• [DATA RECORDS]:
┄┄┄┄┄┄┄┄┄┄

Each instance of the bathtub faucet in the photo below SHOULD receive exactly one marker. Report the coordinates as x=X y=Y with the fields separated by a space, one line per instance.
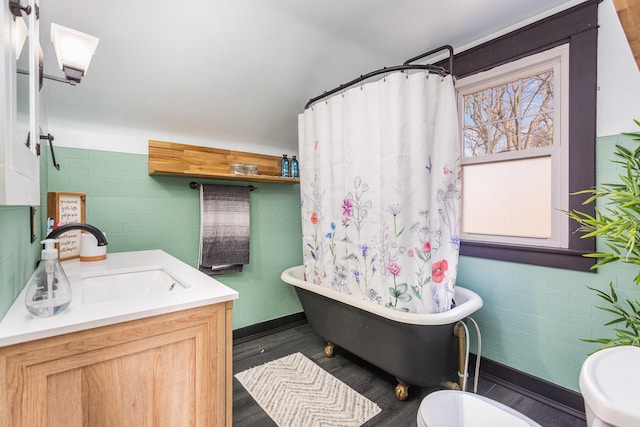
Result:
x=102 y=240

┄┄┄┄┄┄┄┄┄┄

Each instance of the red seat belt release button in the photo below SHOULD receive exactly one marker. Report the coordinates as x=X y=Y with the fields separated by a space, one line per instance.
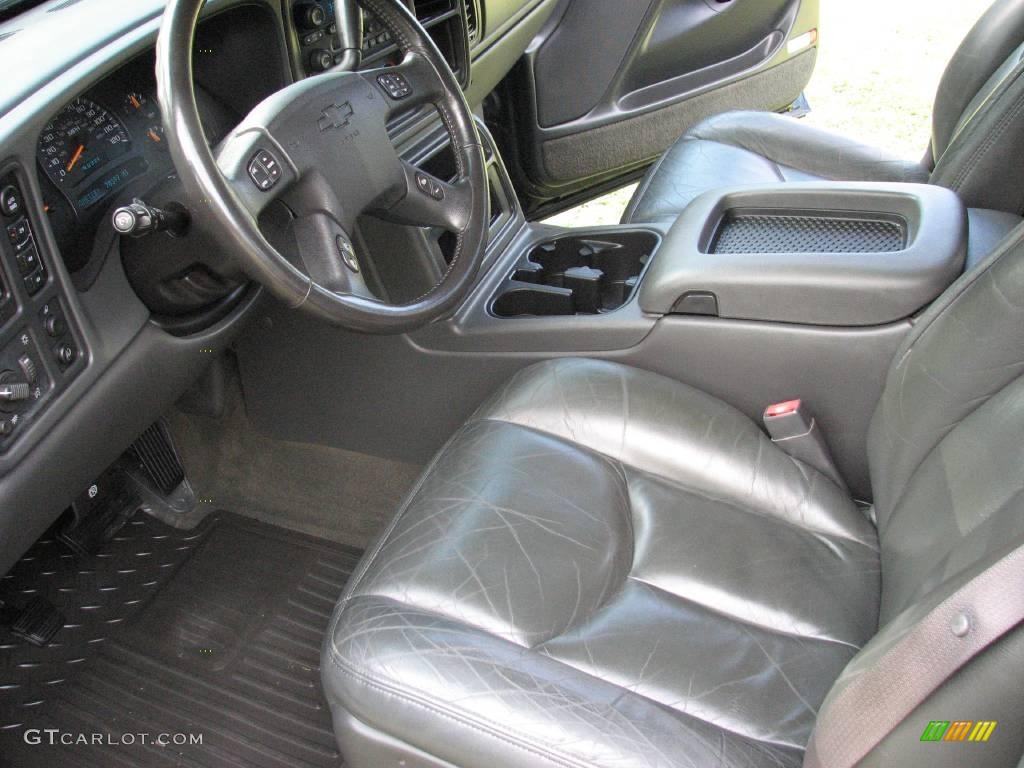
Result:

┄┄┄┄┄┄┄┄┄┄

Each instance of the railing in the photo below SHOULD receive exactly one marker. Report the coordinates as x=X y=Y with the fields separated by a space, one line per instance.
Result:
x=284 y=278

┄┄┄┄┄┄┄┄┄┄

• [DIRECTIONS FOR THIS TASK]: Wherever the string "SHOULD" appears in a line of the records above, copy that line.

• [EXERCISE SOLUTION]:
Each instance of the bathtub faucet in the photo below SHOULD receive exactly one marker. Report the coordinates as x=X y=Y with the fields separated by a space, one line per instance.
Each instance of the red seat belt release button in the photo below SHOULD receive exactly one marker. Report the coordinates as x=X y=Y with the fields separated by a space, one line per instance.
Each instance of the railing in the photo below SHOULD receive exactly one marker. Report the coordinates as x=X y=Y with the fields separated by a space, one line per instance.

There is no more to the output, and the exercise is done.